# Exercise goal
Rescale the entries below, starting at the line that contains "Each instance receives one keypoint. Annotate the evergreen" and ending with the last line of the entries, both included. Copy every line in that range, requests as well, and multiply each point coordinate in the answers by 1.8, rounding to the nearest whole number with halves rounded up.

# Records to process
________________________________________

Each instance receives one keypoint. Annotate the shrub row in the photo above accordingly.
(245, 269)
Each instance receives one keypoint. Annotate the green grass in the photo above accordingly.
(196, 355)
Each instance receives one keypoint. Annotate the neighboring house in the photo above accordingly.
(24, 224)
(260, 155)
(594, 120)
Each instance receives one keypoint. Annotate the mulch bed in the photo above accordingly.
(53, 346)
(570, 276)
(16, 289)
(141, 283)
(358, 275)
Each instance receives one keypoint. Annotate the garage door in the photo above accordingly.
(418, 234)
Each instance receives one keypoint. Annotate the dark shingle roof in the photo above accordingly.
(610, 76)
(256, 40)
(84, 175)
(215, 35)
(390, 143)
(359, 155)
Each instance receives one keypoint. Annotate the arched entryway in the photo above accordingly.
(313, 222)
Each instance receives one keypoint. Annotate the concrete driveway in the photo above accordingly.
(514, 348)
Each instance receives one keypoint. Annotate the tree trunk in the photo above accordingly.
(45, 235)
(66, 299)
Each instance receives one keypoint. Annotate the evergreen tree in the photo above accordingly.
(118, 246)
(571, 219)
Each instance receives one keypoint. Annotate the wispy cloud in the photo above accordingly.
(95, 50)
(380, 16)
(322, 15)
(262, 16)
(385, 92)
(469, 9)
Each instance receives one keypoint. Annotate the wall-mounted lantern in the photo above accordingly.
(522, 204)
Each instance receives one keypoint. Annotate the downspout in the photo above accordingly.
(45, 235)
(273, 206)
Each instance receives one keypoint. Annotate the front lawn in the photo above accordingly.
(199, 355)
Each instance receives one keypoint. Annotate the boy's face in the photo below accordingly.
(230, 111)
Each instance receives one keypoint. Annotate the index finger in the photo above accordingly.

________________________________________

# Expected output
Each instance receives one keypoint. Annotate the evergreen tree in the photo above accordingly.
(212, 443)
(1028, 394)
Each instance receives one keypoint. Annotate the wispy cloud in the photo above accordingly.
(171, 90)
(684, 29)
(580, 27)
(472, 29)
(693, 166)
(844, 16)
Each instance receives one keypoint. Annotate the wall-mounted lantern in the photo above accordingly.
(940, 367)
Each instance receives one keypoint. Annotate the downspout in the photo above accordingly.
(81, 423)
(491, 371)
Each instance receives one keypoint. Annotate the front lawn in the photo above accordingly.
(358, 639)
Each instance receives one keypoint. Annotate the boy's face in the photo below accordingly.
(414, 200)
Each instance receives one keypoint. Annotate the index finger in the photo above accordingly.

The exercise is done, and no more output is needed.